Problems to solve:
• 1. List every place named as part of the native range in the kousa dogwood text.
• 2. Reproduce the kousa dogwood text word for word, from "Sun: Full sun" up to and including "during hot summers.".

Reading text:

__________

Common Name: kousa dogwood
Native Range: Japan, Korea, China, Taiwan
Zone: 5 to 8
Height: 15.00 to 30.00 feet
Spread: 15.00 to 30.00 feet
Bloom Time: May to June
Bloom Description: White to pinkish (bracts)
Sun: Full sun to part shade
Suggested Use: Street Tree, Flowering Tree
Leaf: Good Fall
Fruit: Showy, Edible
Best grown in humusy, organically rich, medium moisture, acidic to neutral, well-drained soils in full sun to part shade. Performs well in sandy loams. Appreciates regular moisture during hot summers.
Cornus kousa, commonly called Kousa dogwood, is a small, deciduous flowering tree or multi-stemmed shrub that typically grows 15-30’ tall, with a vase-shaped habit in the early years but eventually maturing to a more rounded form. Bloom occurs in late spring. The showy parts of the Kousa dogwood “flower” (3-5” across) are the four narrowly pointed petal-like white bracts which surround the center cluster of insignificant, yellowish-green, true flowers. Flowers are followed by berry-like fruits (to 1” diameter) which mature to a pinkish red in summer and persist into fall. Fruits are technically edible, but are usually left for the birds. Oval, pointed leaves (to 4” long) are dark green, but usually turns attractive shades of reddish-purple to scarlet in autumn.

__________

Data for review:
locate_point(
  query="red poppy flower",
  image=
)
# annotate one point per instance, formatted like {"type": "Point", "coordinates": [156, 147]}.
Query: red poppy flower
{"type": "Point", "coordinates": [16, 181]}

__________

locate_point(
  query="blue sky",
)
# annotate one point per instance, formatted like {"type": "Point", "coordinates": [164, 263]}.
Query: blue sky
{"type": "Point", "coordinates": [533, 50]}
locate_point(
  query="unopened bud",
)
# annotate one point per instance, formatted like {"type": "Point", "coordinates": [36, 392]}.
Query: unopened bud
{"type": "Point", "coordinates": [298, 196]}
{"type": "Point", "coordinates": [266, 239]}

__________

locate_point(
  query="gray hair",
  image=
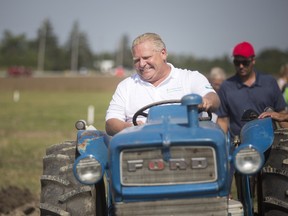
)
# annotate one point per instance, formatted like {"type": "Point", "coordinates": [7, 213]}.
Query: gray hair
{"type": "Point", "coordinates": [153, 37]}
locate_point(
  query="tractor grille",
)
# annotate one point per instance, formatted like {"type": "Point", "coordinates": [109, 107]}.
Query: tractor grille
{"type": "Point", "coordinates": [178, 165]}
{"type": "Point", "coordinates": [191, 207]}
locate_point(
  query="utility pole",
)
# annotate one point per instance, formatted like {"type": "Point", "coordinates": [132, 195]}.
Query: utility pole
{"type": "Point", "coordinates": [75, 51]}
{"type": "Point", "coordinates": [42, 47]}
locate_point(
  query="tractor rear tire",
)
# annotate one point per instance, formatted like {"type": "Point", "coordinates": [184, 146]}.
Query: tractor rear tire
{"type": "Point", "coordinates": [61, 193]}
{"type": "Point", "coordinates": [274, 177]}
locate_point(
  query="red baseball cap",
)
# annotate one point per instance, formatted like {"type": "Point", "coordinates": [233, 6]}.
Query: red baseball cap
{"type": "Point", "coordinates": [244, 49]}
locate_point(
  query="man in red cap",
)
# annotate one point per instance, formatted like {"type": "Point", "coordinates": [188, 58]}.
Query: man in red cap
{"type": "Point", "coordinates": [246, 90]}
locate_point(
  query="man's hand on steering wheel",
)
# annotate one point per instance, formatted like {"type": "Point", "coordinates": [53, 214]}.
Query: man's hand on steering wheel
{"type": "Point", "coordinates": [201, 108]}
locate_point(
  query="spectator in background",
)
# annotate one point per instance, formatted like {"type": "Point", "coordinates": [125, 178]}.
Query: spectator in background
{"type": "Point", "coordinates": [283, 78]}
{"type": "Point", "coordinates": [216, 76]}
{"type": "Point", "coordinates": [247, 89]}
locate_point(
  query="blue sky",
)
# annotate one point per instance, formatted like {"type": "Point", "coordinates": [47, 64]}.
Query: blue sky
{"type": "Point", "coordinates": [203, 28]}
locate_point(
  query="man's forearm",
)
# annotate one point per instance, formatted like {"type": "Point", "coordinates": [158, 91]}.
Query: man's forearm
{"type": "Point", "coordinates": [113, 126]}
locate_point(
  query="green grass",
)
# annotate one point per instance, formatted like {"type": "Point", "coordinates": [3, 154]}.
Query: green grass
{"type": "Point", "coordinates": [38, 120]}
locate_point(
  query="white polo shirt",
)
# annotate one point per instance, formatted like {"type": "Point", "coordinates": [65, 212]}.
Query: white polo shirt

__________

Exercise answers:
• 1. Japan, Korea, China, Taiwan

• 2.
Sun: Full sun to part shade
Suggested Use: Street Tree, Flowering Tree
Leaf: Good Fall
Fruit: Showy, Edible
Best grown in humusy, organically rich, medium moisture, acidic to neutral, well-drained soils in full sun to part shade. Performs well in sandy loams. Appreciates regular moisture during hot summers.